Cobrança de aluguel enquanto o imóvel estiver retido por benfeitoria
Informativo n. 0370
Período: 29 de setembro a 3 de outubro de 2008.
As notas aqui divulgadas foram colhidas nas sessões de julgamento e elaboradas pela Assessoria das Comissões Permanentes de Ministros, não consistindo em repositórios oficiais da jurisprudência deste Tribunal.
Terceira Turma
DIREITO. RETENÇÃO. BENFEITORIAS. ALUGUEL.
Os recorridos adquiriram de boa-fé o terreno em questão. Nele construíram sua residência. No entanto, o recorrente ajuizou contra eles ação reivindicatória, resolvida pela celebração de transação (homologada por sentença), a qual regulava o direito de retenção: os recorridos obrigavam-se a entregar o imóvel após serem indenizados pelas benfeitorias construídas (art. 516 do CC/1916). Não se estipulou, na oportunidade, qualquer valor a título de aluguel pelo tempo que durasse a retenção. Arbitrado judicialmente o valor das benfeitorias (R$ 31.000,00), o recorrente alegou não ter como ressarci-las por falta de condições econômicas para tanto. Permaneceram os recorridos na posse e uso do imóvel. Contudo, a doutrina admite que, apesar de não ser obrigado a devolver a coisa até que se satisfaça seu crédito, o retentor não pode utilizar-se dela. Assim, é justo que o recorrente deva pagar pelas acessões introduzidas de boa-fé, mas também que os recorridos sejam obrigados a indenizá-lo pelo uso do imóvel (valor mensal a ser arbitrado em liquidação, devido desde a data da citação). A jurisprudência deste Superior Tribunal já admite semelhante solução na hipótese relacionada com a separação ou o divórcio, enquanto um cônjuge permanece residindo no imóvel do outro. Por fim, os créditos recíprocos deverão ser compensados de forma que o direito de retenção seja exercido no limite do proveito que os recorridos têm com o uso da propriedade alheia. Anote-se que a retenção não é um direito absoluto ou ilimitado sobre a coisa, mas mera retentio temporalis : os princípios da vedação ao enriquecimento sem causa e da boa-fé objetiva, ao mesmo tempo em que impõem ao retentor o dever de não usar a coisa, determinam que a retenção não se estenda por prazo interminável. Com esse entendimento, a Turma, por maioria, deu provimento ao recurso. Precedentes citados: REsp 673.118-RS , DJ 6/12/2004, e REsp 23.028-SP , DJ 17/12/1992. REsp 613.387-MG , Rel. Min. Nancy Andrighi, julgado em 2/10/2008.

## TRECHO DE ORIGEM
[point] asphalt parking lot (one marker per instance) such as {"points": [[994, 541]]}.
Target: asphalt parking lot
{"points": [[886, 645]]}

## OBJETIVO DO EXERCÍCIO
Reescreva o trecho do informativo de "Cobrança de aluguel" a "RETENÇÃO. BENFEITORIAS. ALUGUEL.", trocando "Terceira Turma" por "Quarta Turma". A listagem não tem relação com o informativo.

## RESPOSTA ESCRITA
Cobrança de aluguel enquanto o imóvel estiver retido por benfeitoria
Informativo n. 0370
Período: 29 de setembro a 3 de outubro de 2008.
As notas aqui divulgadas foram colhidas nas sessões de julgamento e elaboradas pela Assessoria das Comissões Permanentes de Ministros, não consistindo em repositórios oficiais da jurisprudência deste Tribunal.
Quarta Turma
DIREITO. RETENÇÃO. BENFEITORIAS. ALUGUEL.